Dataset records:
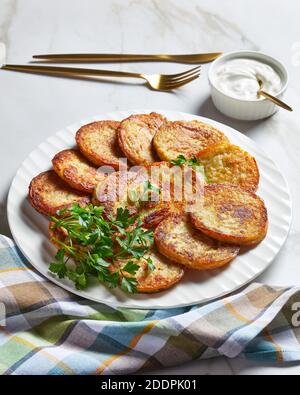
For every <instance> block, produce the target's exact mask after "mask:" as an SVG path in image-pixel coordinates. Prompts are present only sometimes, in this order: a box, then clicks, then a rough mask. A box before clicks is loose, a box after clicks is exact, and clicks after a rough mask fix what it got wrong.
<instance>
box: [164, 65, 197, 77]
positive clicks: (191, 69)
mask: <svg viewBox="0 0 300 395" xmlns="http://www.w3.org/2000/svg"><path fill="white" fill-rule="evenodd" d="M198 69H199V70H200V69H201V66H200V65H199V66H197V67H193V68H192V69H189V70H186V71H183V72H182V73H178V74H165V76H166V77H170V78H178V77H182V76H185V75H188V74H190V73H192V72H194V71H196V70H198Z"/></svg>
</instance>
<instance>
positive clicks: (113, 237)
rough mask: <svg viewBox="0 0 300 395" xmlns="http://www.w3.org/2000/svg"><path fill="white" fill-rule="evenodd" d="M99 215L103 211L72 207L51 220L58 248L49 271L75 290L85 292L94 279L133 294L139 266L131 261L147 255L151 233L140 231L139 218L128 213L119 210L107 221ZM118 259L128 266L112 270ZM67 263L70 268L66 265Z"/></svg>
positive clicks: (59, 211) (152, 241) (106, 219)
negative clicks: (59, 246)
mask: <svg viewBox="0 0 300 395" xmlns="http://www.w3.org/2000/svg"><path fill="white" fill-rule="evenodd" d="M102 214H103V208H102V207H96V206H93V205H91V204H90V205H88V206H87V207H80V206H79V205H78V204H74V205H73V206H72V207H70V208H68V209H64V210H60V211H59V212H58V217H55V216H53V217H51V218H50V219H51V220H52V230H53V231H54V234H57V237H54V240H53V241H54V242H55V243H56V244H59V245H60V246H61V248H60V249H59V250H58V252H57V254H56V256H55V258H54V260H53V262H52V263H51V264H50V265H49V270H50V271H51V272H52V273H54V274H56V275H57V276H58V277H59V278H68V279H69V280H71V281H73V282H74V283H75V286H76V288H77V289H84V288H86V287H87V286H88V284H89V278H90V277H95V278H97V279H98V281H99V282H101V283H103V284H106V285H107V286H108V287H109V288H116V287H117V286H120V287H121V288H122V289H123V290H124V291H126V292H130V293H133V292H136V286H137V280H136V279H135V275H136V273H137V271H138V269H139V265H137V264H136V263H134V262H133V261H132V260H130V258H135V259H141V258H143V256H144V255H145V254H146V253H147V252H149V250H150V248H151V247H152V245H153V243H154V240H153V231H151V230H145V229H143V227H142V222H141V220H140V219H139V217H138V216H131V215H130V213H129V210H128V209H123V208H119V209H118V210H117V213H116V215H115V217H113V216H111V217H110V218H109V219H107V218H104V217H103V215H102ZM61 215H63V217H62V216H61ZM132 225H135V226H134V227H133V226H132ZM56 231H57V233H56ZM120 258H122V259H128V262H127V264H126V265H125V266H124V267H123V268H122V269H120V270H115V268H114V261H115V260H118V259H120ZM70 259H72V260H73V262H74V265H72V266H71V265H67V263H68V261H69V260H70Z"/></svg>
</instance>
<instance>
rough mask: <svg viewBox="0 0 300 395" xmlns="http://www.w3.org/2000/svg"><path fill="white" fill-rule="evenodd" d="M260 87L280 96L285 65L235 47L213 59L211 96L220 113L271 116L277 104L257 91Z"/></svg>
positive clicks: (281, 89)
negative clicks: (219, 111) (218, 57)
mask: <svg viewBox="0 0 300 395" xmlns="http://www.w3.org/2000/svg"><path fill="white" fill-rule="evenodd" d="M258 79H260V80H261V81H262V83H263V90H264V91H266V92H268V93H270V94H271V95H273V96H276V97H278V98H279V99H282V97H283V94H284V92H285V91H286V88H287V84H288V73H287V70H286V68H285V67H284V66H283V65H282V64H281V63H280V62H279V61H277V60H276V59H274V58H272V57H270V56H268V55H265V54H262V53H260V52H255V51H238V52H231V53H228V54H225V55H223V56H221V57H220V58H218V59H217V60H215V62H214V63H213V64H212V65H211V68H210V70H209V82H210V86H211V94H212V100H213V102H214V104H215V106H216V107H217V108H218V110H219V111H221V112H222V113H223V114H225V115H227V116H229V117H232V118H236V119H240V120H257V119H262V118H266V117H269V116H271V115H272V114H274V113H275V112H276V111H277V110H278V107H277V106H276V105H275V104H273V103H272V102H270V101H268V100H266V99H265V98H264V97H262V96H259V95H258V91H259V88H260V87H259V83H258Z"/></svg>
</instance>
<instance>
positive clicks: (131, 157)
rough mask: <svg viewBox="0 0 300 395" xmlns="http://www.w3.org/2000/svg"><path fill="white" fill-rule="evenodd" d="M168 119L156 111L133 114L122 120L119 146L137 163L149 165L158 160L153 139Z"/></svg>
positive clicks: (129, 159)
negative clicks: (164, 123)
mask: <svg viewBox="0 0 300 395" xmlns="http://www.w3.org/2000/svg"><path fill="white" fill-rule="evenodd" d="M165 121H166V119H165V118H164V117H163V116H162V115H160V114H156V113H151V114H138V115H132V116H131V117H129V118H127V119H125V120H124V121H122V122H121V125H120V128H119V132H118V133H119V146H120V148H121V150H122V151H123V153H124V154H125V155H126V157H127V158H128V159H129V161H130V162H131V163H133V164H135V165H149V164H151V163H153V162H156V161H157V160H158V158H157V156H156V154H155V151H154V150H153V147H152V140H153V137H154V135H155V133H156V132H157V130H158V128H159V127H160V126H161V125H162V124H163V123H164V122H165Z"/></svg>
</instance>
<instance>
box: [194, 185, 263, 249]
mask: <svg viewBox="0 0 300 395" xmlns="http://www.w3.org/2000/svg"><path fill="white" fill-rule="evenodd" d="M224 190H226V191H227V192H228V194H230V195H229V196H231V194H232V192H233V191H236V192H238V193H240V194H241V195H243V194H245V195H248V197H251V198H253V200H254V201H255V202H257V206H258V207H257V210H256V213H258V215H259V224H258V225H255V228H256V231H255V232H251V235H250V234H249V232H248V235H247V234H244V235H242V234H241V233H238V232H236V233H235V234H227V233H224V232H222V231H220V230H218V229H217V226H216V227H215V228H214V229H212V228H211V226H208V225H205V223H204V221H203V220H201V219H200V218H199V215H197V214H196V213H191V215H190V216H191V221H192V223H193V225H194V226H195V227H196V228H197V229H199V230H200V231H202V232H203V233H205V234H206V235H208V236H210V237H212V238H214V239H216V240H219V241H222V242H225V243H230V244H239V245H245V246H254V245H256V244H258V243H260V242H261V241H262V240H263V239H264V238H265V237H266V235H267V232H268V212H267V208H266V206H265V203H264V201H263V200H262V199H261V198H260V197H259V196H257V195H256V194H255V193H254V192H251V191H248V190H245V189H242V188H240V187H239V186H236V185H229V184H210V185H206V186H205V195H204V196H206V195H207V193H211V194H212V195H213V201H216V200H217V195H218V192H219V191H224ZM224 198H225V197H224V195H223V196H221V200H222V202H223V203H222V204H223V205H224V207H225V206H226V201H224ZM204 199H205V197H204ZM238 203H239V204H240V205H241V206H242V202H240V201H239V202H238ZM230 204H231V203H230ZM244 206H245V210H244V211H243V210H242V211H241V212H238V213H237V217H238V218H240V221H243V218H244V220H247V213H246V210H247V206H246V205H244ZM204 210H205V208H203V210H202V212H203V211H204ZM242 226H243V225H242V224H241V223H240V224H237V226H236V228H237V229H243V228H242ZM249 226H250V222H249Z"/></svg>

Work required.
In the records above, collect each line with "rough".

Written response.
For every <instance> block, produce the target's exact mask after "mask:" as an SVG path in image-pixel coordinates. Prompts are present only sometimes, in this order: a box, then clicks, then a rough mask. A box before clicks is loose, a box after clicks is exact, and clicks after a rough mask fix what it got wrong.
rough mask: <svg viewBox="0 0 300 395" xmlns="http://www.w3.org/2000/svg"><path fill="white" fill-rule="evenodd" d="M99 215L103 211L72 207L51 220L58 248L49 271L75 290L85 292L94 279L133 294L139 266L131 261L147 255L151 233L140 231L139 218L128 213L119 210L107 221ZM118 259L128 266L112 270ZM67 263L70 268L66 265Z"/></svg>
rough mask: <svg viewBox="0 0 300 395" xmlns="http://www.w3.org/2000/svg"><path fill="white" fill-rule="evenodd" d="M260 87L280 96L285 65L235 47L213 59L211 96L220 113L271 116L277 104L257 91Z"/></svg>
rough mask: <svg viewBox="0 0 300 395" xmlns="http://www.w3.org/2000/svg"><path fill="white" fill-rule="evenodd" d="M168 119L156 111L133 114L122 120L119 146L137 163L149 165L158 160L153 139Z"/></svg>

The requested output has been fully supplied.